Problem details: Copy out every one of the rows below word for word, leaving out the pictures.

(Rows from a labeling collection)
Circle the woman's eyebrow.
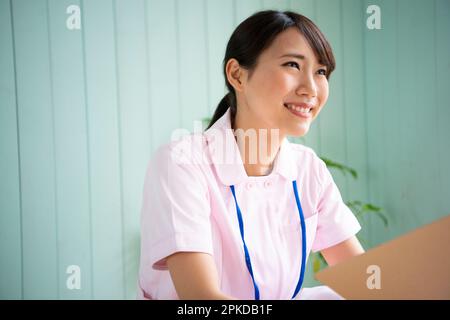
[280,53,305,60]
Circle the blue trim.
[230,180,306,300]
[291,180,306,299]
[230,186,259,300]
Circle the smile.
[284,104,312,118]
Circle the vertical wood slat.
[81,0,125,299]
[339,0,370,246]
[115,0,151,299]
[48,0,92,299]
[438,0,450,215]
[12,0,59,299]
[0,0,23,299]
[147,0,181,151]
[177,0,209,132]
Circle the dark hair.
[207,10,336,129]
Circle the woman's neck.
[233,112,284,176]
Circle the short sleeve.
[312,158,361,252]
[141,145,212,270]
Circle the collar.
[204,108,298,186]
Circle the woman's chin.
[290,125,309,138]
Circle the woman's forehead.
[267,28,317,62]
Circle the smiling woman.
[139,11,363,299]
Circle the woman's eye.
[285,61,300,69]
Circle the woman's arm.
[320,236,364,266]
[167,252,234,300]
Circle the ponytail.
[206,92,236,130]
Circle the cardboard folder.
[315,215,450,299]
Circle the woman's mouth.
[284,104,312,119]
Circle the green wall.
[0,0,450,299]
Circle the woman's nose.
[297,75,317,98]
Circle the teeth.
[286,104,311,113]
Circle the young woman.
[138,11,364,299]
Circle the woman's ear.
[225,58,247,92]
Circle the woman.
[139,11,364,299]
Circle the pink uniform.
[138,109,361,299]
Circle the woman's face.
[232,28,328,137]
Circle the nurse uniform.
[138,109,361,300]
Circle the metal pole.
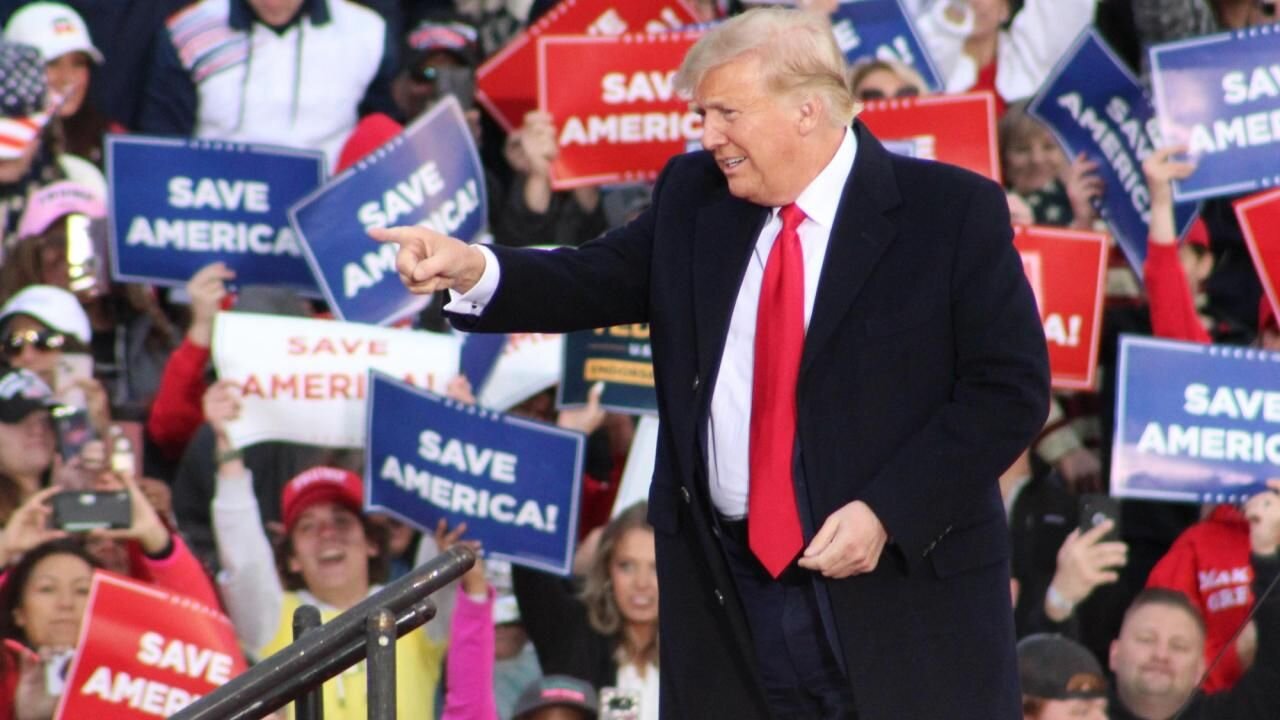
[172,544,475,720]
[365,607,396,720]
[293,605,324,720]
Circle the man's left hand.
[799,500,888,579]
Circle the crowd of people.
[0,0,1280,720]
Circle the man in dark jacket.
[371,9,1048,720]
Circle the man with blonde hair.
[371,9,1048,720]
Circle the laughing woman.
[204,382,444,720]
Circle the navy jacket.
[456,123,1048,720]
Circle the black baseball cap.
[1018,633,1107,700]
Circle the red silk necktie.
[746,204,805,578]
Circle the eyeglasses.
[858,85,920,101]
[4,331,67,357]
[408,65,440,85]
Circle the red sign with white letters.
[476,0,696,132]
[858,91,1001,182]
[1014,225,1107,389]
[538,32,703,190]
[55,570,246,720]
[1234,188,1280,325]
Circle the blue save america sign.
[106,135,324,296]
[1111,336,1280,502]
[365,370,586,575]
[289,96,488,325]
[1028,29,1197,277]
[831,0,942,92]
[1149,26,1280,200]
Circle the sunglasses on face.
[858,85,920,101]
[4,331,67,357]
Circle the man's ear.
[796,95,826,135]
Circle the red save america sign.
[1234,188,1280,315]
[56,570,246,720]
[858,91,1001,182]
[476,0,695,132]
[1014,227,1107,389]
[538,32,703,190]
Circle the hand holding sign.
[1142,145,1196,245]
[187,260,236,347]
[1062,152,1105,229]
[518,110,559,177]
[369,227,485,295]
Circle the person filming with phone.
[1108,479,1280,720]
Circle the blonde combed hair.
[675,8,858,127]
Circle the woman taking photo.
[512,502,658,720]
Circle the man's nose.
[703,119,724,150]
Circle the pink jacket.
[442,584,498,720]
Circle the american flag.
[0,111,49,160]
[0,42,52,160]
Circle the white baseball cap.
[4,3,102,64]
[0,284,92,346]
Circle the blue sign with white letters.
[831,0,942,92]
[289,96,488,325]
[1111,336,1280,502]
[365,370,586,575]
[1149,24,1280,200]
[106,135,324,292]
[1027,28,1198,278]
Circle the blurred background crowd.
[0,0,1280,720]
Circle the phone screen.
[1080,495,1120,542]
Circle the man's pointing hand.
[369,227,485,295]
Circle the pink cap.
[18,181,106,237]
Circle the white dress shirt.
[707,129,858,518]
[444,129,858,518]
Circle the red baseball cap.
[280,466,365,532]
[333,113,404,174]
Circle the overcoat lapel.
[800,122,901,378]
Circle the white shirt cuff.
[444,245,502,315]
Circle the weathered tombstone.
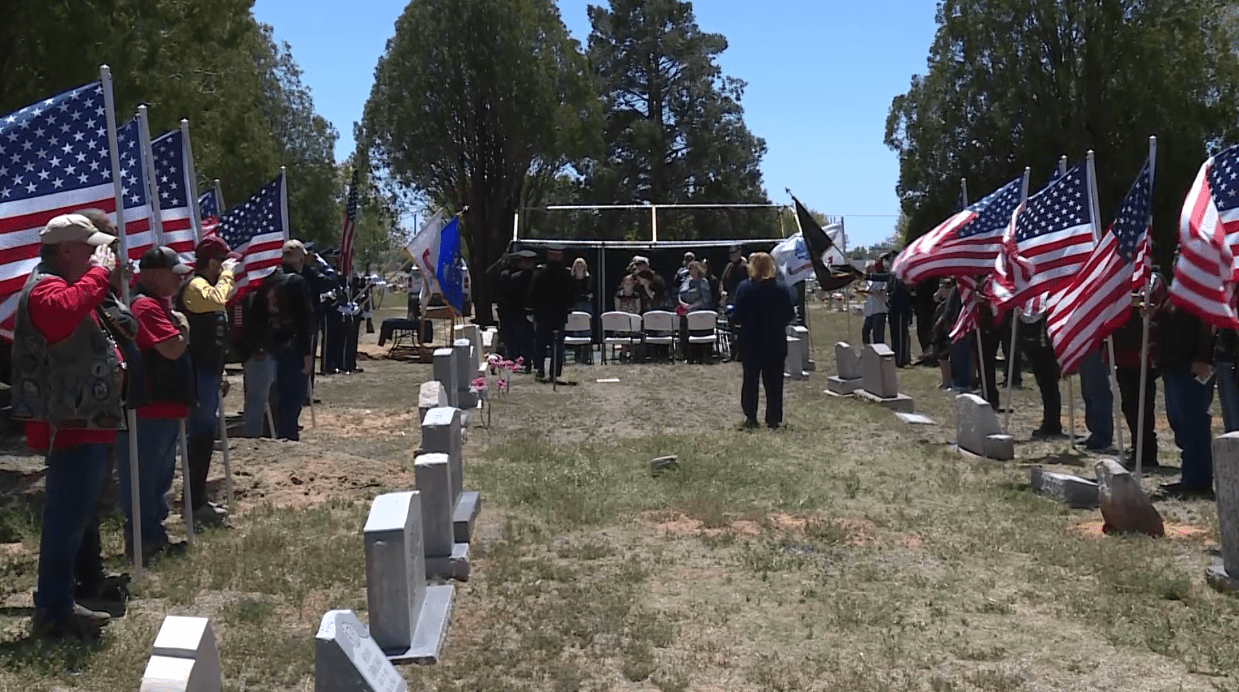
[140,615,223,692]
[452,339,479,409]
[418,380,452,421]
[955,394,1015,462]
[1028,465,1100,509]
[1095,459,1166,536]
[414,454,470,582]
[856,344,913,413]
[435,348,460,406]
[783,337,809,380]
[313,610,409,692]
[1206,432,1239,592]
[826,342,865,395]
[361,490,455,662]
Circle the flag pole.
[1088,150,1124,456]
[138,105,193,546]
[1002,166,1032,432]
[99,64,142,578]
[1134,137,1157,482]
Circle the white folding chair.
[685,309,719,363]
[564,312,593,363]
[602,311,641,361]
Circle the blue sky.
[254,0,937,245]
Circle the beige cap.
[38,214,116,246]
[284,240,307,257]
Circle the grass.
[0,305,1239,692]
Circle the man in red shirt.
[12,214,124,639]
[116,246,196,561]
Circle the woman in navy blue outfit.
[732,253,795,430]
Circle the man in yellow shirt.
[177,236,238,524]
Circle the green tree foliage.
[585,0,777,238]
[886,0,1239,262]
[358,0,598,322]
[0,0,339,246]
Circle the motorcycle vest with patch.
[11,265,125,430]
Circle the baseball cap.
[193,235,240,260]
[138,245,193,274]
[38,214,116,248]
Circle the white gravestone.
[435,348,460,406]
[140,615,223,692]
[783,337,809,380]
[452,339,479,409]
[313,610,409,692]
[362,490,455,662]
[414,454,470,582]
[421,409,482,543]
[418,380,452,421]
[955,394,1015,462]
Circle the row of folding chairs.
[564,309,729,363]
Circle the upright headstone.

Response to the task:
Circle the woman's eyebrow.
[280,53,305,60]
Circle the blue trim.
[230,180,306,300]
[291,180,306,299]
[230,186,259,300]
Circle the smile.
[284,104,312,118]
Circle the vertical wood slat.
[81,0,125,299]
[339,0,370,246]
[115,0,151,299]
[48,0,92,299]
[438,0,450,215]
[12,0,59,299]
[0,0,23,299]
[147,0,181,151]
[177,0,209,132]
Circle the dark hair.
[207,10,336,129]
Circle the woman's neck.
[233,112,284,176]
Circle the short sleeve.
[312,158,361,252]
[141,145,212,270]
Circle the collar.
[204,108,298,186]
Circle the woman's chin.
[290,125,309,138]
Circle the woman's forehead.
[267,28,317,62]
Circle the smiling woman.
[139,11,363,299]
Circle the woman's eye.
[285,61,300,69]
Circle the woman's arm.
[320,236,364,266]
[167,252,234,300]
Circle the ponytail.
[206,92,236,130]
Circle the cardboard folder.
[315,215,450,299]
Circle the woman's mouth.
[284,104,312,119]
Circle the green wall.
[0,0,450,299]
Circle the woman's nose.
[297,75,317,98]
Circle the teeth.
[286,104,311,113]
Circle the young woman.
[138,11,364,299]
Circle the woman's ear.
[225,58,247,92]
Circle the woman.
[139,11,364,299]
Circle the pink uniform.
[138,109,361,299]
Circle the woman's face.
[232,28,328,137]
Circle the nurse uniform.
[138,109,361,300]
Circle the metal pole.
[172,544,475,720]
[365,607,396,720]
[293,605,324,720]
Circle the man's left hand.
[799,500,888,579]
Circle the crowd of people.
[0,0,1280,720]
Circle the man in dark jacket.
[371,9,1048,720]
Circle the man with blonde hair.
[371,9,1048,720]
Circle the laughing woman.
[204,382,444,720]
Circle the navy jacket.
[456,123,1048,720]
Circle the black baseball cap.
[1018,633,1107,700]
Circle the red silk necktie.
[746,204,805,578]
Circle the eyeglasses.
[858,85,920,101]
[4,331,67,357]
[408,65,440,85]
Circle the red sign with white letters.
[476,0,696,132]
[858,91,1001,182]
[1014,225,1107,389]
[538,32,703,190]
[55,570,246,720]
[1234,188,1280,325]
Circle the blue save america sign.
[106,135,324,296]
[1111,336,1280,502]
[365,370,586,575]
[289,96,488,325]
[1028,29,1197,277]
[831,0,942,92]
[1149,26,1280,200]
Circle the sunglasses on face.
[858,85,920,101]
[4,331,67,357]
Circle the man's ear.
[796,95,826,135]
Circle the red save america sign.
[1234,188,1280,315]
[56,570,246,720]
[858,91,1001,182]
[476,0,695,132]
[1014,227,1107,389]
[538,32,703,190]
Circle the hand holding sign.
[1142,145,1196,245]
[187,260,236,347]
[1062,152,1105,229]
[518,110,559,177]
[369,227,485,295]
Circle the person filming with phone.
[1108,479,1280,720]
Circle the blonde combed hair.
[675,8,858,127]
Circle the woman taking photo.
[512,502,658,720]
Circle the man's nose.
[703,119,724,150]
Circle the pink jacket.
[442,584,498,720]
Circle the american flag.
[0,111,49,160]
[0,42,52,160]
Circle the white baseball cap.
[4,3,102,64]
[0,284,92,346]
Circle the blue sign with white letters.
[831,0,942,92]
[289,96,488,325]
[1111,336,1280,502]
[365,370,586,575]
[1149,24,1280,200]
[106,135,324,292]
[1027,28,1198,278]
Circle the blurred background crowd.
[0,0,1280,720]
Circle the phone screen.
[1080,495,1120,542]
Circle the man's pointing hand.
[369,227,485,295]
Circle the pink cap.
[18,181,106,237]
Circle the white dress shirt.
[707,129,858,518]
[444,129,858,518]
Circle the red baseball cap.
[280,466,365,532]
[333,113,404,174]
Circle the overcoat lapel.
[800,122,901,378]
Circle the white shirt cuff.
[444,245,502,315]
Circle the weathered tombstone.
[140,615,223,692]
[452,339,479,409]
[418,380,452,421]
[955,394,1015,462]
[1028,465,1100,509]
[1095,459,1166,536]
[414,454,470,582]
[856,344,913,413]
[435,348,460,406]
[783,337,809,380]
[313,610,409,692]
[1206,432,1239,592]
[826,342,865,395]
[361,490,455,662]
Circle the flag pole.
[1088,150,1124,456]
[138,105,193,546]
[1002,166,1032,432]
[99,64,142,578]
[1134,137,1157,482]
Circle the white folding chair.
[685,309,719,363]
[564,312,593,363]
[602,311,641,361]
Circle the blue sky.
[254,0,937,245]
Circle the beige cap.
[38,214,116,246]
[284,240,307,257]
Circle the grass.
[0,305,1239,692]
Circle the man in red shirt.
[12,214,124,639]
[116,246,196,561]
Circle the woman in navy blue outfit.
[732,253,795,430]
Circle the man in yellow shirt.
[177,236,238,524]
Circle the green tree foliage.
[585,0,777,238]
[886,0,1239,262]
[358,0,598,322]
[0,0,339,246]
Circle the motorcycle vest with patch.
[11,265,125,430]
Circle the baseball cap.
[193,235,240,260]
[138,245,193,274]
[38,214,116,248]
Circle the white gravestone.
[435,348,460,406]
[140,615,223,692]
[783,337,809,380]
[452,339,479,409]
[313,610,409,692]
[362,490,455,662]
[414,454,470,582]
[421,409,482,543]
[418,380,452,421]
[955,394,1015,462]
Circle the row of folding chairs.
[564,309,729,363]
Circle the upright headstone.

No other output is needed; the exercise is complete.